"""

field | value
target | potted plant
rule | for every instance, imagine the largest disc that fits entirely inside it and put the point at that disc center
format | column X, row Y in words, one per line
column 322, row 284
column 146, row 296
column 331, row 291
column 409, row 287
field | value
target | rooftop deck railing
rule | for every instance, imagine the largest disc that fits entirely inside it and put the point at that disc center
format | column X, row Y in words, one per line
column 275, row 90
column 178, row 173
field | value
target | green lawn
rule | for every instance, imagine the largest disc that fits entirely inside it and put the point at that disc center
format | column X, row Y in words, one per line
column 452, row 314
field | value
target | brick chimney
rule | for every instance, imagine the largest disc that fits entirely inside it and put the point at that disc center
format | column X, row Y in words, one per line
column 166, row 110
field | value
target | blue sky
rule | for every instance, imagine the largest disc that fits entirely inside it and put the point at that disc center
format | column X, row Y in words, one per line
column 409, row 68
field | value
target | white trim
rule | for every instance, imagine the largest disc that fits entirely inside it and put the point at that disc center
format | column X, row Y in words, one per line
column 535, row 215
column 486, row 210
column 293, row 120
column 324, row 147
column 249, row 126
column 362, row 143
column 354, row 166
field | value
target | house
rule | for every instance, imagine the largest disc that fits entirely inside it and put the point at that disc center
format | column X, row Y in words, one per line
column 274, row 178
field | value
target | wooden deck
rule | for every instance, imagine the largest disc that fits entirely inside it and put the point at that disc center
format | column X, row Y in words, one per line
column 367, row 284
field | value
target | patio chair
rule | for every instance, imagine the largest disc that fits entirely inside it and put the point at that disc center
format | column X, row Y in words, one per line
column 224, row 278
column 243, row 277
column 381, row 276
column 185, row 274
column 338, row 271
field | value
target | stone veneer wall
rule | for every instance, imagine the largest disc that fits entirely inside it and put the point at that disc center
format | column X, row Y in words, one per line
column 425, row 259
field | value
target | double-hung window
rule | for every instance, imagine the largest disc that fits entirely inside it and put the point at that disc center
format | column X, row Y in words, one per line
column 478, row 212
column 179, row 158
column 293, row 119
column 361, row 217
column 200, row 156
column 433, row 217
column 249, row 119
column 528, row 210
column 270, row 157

"""

### WHAT TO WORK ON
The records above are to be transcribed exactly and completely.

### EXERCISE RESPONSE
field | value
target | potted plant
rule | for every instance, imagine the largest disc that fits entirely inside it and put the point at that disc center
format | column X, row Y in words, one per line
column 322, row 284
column 146, row 296
column 331, row 291
column 409, row 287
field | value
target | rooftop deck railing
rule | for every instance, imagine the largest disc that fits entirely inside it and put the point at that disc center
format | column X, row Y in words, one per line
column 275, row 90
column 178, row 173
field | value
target | green lawn
rule | for every instance, imagine the largest disc that fits entirely inside it and put the point at that disc center
format | column X, row Y in words, one per line
column 452, row 314
field | value
target | brick chimney
rule | for every instance, imagine the largest disc that fits entirely inside it and put the point at that disc center
format | column X, row Y in words, one per line
column 166, row 110
field | value
target | blue sky
rule | for every instance, imagine the largest disc that fits entirely inside it and put the point at that disc center
format | column X, row Y in words, one per line
column 409, row 68
field | value
target | white trim
rule | for every instance, imagine the largest disc that fits entirely inside it and put the point at that disc center
format | column X, row Y in words, one per line
column 535, row 215
column 486, row 210
column 293, row 120
column 324, row 147
column 249, row 126
column 362, row 143
column 354, row 166
field | value
target | house
rule | for every instance, imagine the largest disc that fits entirely inside it and put the point at that disc center
format | column X, row Y in words, one per line
column 274, row 178
field | value
target | wooden deck
rule | for every instance, imagine the largest disc that fits entirely inside it and put the point at that disc center
format | column X, row Y in words, one per line
column 367, row 284
field | value
target | patio chair
rule | for every instance, imagine the largest disc that fits entirely inside it and put the point at that disc center
format | column X, row Y in words, one per line
column 224, row 278
column 243, row 277
column 381, row 276
column 185, row 274
column 338, row 271
field | value
target | stone veneer wall
rule | for every instance, imagine the largest disc that fits entirely inside it and put the point at that disc center
format | column X, row Y in words, one per line
column 425, row 259
field | value
target | double-hung window
rule | for every instance, imagine the largest disc that fits entirely inside it and put the point at that disc center
format | column X, row Y in words, one per line
column 478, row 212
column 179, row 158
column 293, row 119
column 361, row 217
column 200, row 156
column 433, row 217
column 249, row 119
column 528, row 210
column 270, row 157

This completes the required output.